Segment Start: RAW DATA

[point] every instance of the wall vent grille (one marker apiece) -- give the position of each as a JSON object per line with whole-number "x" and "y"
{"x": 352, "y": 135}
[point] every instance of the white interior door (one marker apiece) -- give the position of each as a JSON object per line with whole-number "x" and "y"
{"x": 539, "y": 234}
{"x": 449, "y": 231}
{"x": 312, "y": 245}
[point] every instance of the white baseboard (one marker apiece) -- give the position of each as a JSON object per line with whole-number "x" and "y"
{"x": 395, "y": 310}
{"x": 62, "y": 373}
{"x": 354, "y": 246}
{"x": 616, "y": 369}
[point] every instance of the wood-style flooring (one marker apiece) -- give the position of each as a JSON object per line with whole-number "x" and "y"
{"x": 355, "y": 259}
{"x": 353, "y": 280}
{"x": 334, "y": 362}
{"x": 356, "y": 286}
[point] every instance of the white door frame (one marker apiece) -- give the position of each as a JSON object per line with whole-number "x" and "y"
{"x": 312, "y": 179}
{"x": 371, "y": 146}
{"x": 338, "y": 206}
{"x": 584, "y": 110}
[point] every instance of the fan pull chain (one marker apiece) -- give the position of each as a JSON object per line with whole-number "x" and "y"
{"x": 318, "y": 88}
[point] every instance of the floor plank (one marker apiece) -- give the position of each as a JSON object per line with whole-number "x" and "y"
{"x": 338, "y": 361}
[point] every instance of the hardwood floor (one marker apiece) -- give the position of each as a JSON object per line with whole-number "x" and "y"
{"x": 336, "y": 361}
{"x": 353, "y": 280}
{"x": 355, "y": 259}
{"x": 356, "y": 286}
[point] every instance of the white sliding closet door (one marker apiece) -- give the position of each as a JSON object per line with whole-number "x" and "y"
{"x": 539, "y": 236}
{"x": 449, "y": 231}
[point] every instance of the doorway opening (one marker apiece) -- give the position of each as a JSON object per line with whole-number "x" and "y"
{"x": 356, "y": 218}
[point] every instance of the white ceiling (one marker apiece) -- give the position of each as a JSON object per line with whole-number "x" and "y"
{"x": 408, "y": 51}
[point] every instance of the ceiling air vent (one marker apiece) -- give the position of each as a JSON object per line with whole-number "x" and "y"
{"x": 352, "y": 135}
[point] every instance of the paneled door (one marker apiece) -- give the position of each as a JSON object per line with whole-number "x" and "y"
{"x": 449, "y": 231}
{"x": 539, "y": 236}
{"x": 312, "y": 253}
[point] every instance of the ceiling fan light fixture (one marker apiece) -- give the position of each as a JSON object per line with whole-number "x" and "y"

Segment End: RAW DATA

[WHAT IS NEEDED] Give every part of the material again, exactly as written.

[EXERCISE OUTPUT]
[point] every instance of the wall vent grille (one marker apiece) -- give the position of each as a JSON object per line with whole-number "x" and "y"
{"x": 352, "y": 135}
[point] every instance of the white interior door (one marker apiece) -- give the position of each as a JSON object per line with whole-number "x" and "y"
{"x": 539, "y": 234}
{"x": 449, "y": 231}
{"x": 312, "y": 245}
[point] every instance of the white baseboard (one marker apiece) -- give the position of each as a JSON object per line with whole-number "x" and "y"
{"x": 395, "y": 310}
{"x": 62, "y": 373}
{"x": 354, "y": 246}
{"x": 616, "y": 369}
[point] every instance of the wood-style flooring (one marker apiece) -- give the position of each as a JSON object per line with whole-number "x" and "y"
{"x": 355, "y": 259}
{"x": 353, "y": 280}
{"x": 334, "y": 362}
{"x": 356, "y": 286}
[point] every instance of the white door frame (one marker apiece) -- give the position of each as a JSON object per line with whole-number "x" and "y"
{"x": 312, "y": 179}
{"x": 371, "y": 146}
{"x": 338, "y": 206}
{"x": 584, "y": 110}
[point] every instance of the fan pull chain (one marker apiece) -- give the position of each as a JSON object per line with whole-number "x" and "y"
{"x": 318, "y": 88}
[point] every instance of the floor plank (one marker apiece) -- give the position of each as a JSON object per line with whole-number "x" and "y"
{"x": 338, "y": 361}
[point] every instance of the hardwood floor (one marker apiece) -- give the position of each as a JSON object per line with whole-number "x" and "y"
{"x": 336, "y": 361}
{"x": 353, "y": 280}
{"x": 355, "y": 259}
{"x": 356, "y": 286}
[point] every instance of the white sliding closet door (one marker apiece) -- give the position of each as a JSON object per line with whole-number "x" and "y"
{"x": 539, "y": 236}
{"x": 449, "y": 231}
[point] every instance of the doorway opening (one marker apiece) -- give the position of each as a JSON object per line with whole-number "x" and "y"
{"x": 356, "y": 218}
[point] every instance of the white ceiling (one marker apiece) -- give the position of each as a JSON object per line with whole-number "x" and "y"
{"x": 408, "y": 51}
[point] every instance of the ceiling air vent (one marker apiece) -- give the position of each as a JSON object per line with whole-number "x" and "y"
{"x": 352, "y": 135}
[point] every instance of the paneled door (one marker apiece) -- give the position of each as a JSON object per line with whole-number "x" and "y"
{"x": 449, "y": 231}
{"x": 539, "y": 236}
{"x": 312, "y": 253}
[point] every instance of the ceiling fan light fixture (one marker apiece) -- give the position of each as a JSON object per line with whole-number "x" and "y"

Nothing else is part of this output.